【HNOI2013】游走

题面

题解

图上的期望大部分是\(dp\)，无向图的期望大部分是高斯消元

设\(f[i]\)表示走到点\(i\)的期望，\(d[i]\)表示\(i\)的度，\(to(i)\)表示\(i\)能到达的点集

所以\(f[i] = \sum\limits_{x \in to(i)} f[x] / d[x]\)

然后每个点能够列出这样的方程，直接高斯消元就可以了

代码

#include<bits/stdc++.h>

#define RG register

#define clear(x, y) memset(x, y, sizeof(x));

using namespace std;

inline int read()

{

	int data = 0, w = 1;

	char ch = getchar();

	while(ch != '-' && (ch < '0' || ch > '9')) ch = getchar();

	if(ch == '-') w = -1, ch = getchar();

	while(ch >= '0' && ch <= '9') data = data * 10 + (ch ^ 48), ch = getchar();

	return data*w;

}

const int maxn(510), maxm(250100);

struct edge { int next, to; } e[maxm << 1];

int head[maxn], e_num;

inline void add_edge(int from, int to) { e[++e_num] = {head[from], to}; head[from] = e_num; }

double a[maxn][maxn], ans[maxm], Ans, deg[maxn];

int n, m, from[maxm], to[maxm];

inline void Gauss()

{

	for(RG int i = 1, k = i; i <= n; i++, k = i)

	{

		for(RG int j = k + 1; j <= n; j++) if(fabs(a[k][i]) < fabs(a[j][i])) k = j;

		swap(a[i], a[k]);

		for(RG int j = i + 1; j <= n + 1; j++) a[i][j] /= a[i][i];

		a[i][i] = 1.;

		for(RG int j = 1; j <= n; j++)

		{

			if(i == j) continue;

			for(RG int k = i + 1; k <= n + 1; k++) a[j][k] -= a[j][i] * a[i][k];

			a[j][i] = 0.;

		}

	}

}

int main()

{

	n = read(); m = read();

	for(RG int i = 1; i <= m; i++)

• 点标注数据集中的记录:
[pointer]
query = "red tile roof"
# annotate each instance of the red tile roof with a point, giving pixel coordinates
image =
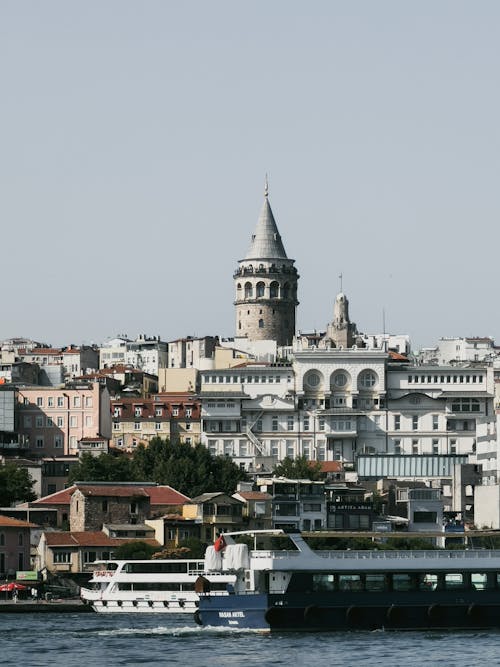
(58, 498)
(7, 522)
(90, 539)
(254, 495)
(166, 495)
(159, 495)
(331, 466)
(121, 491)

• 执行任务:
上方 HNOI2013 游走题解的代码中，哪些函数是用 inline 声明的？列出全部函数名。

• 输出如下:
read、add_edge、Gauss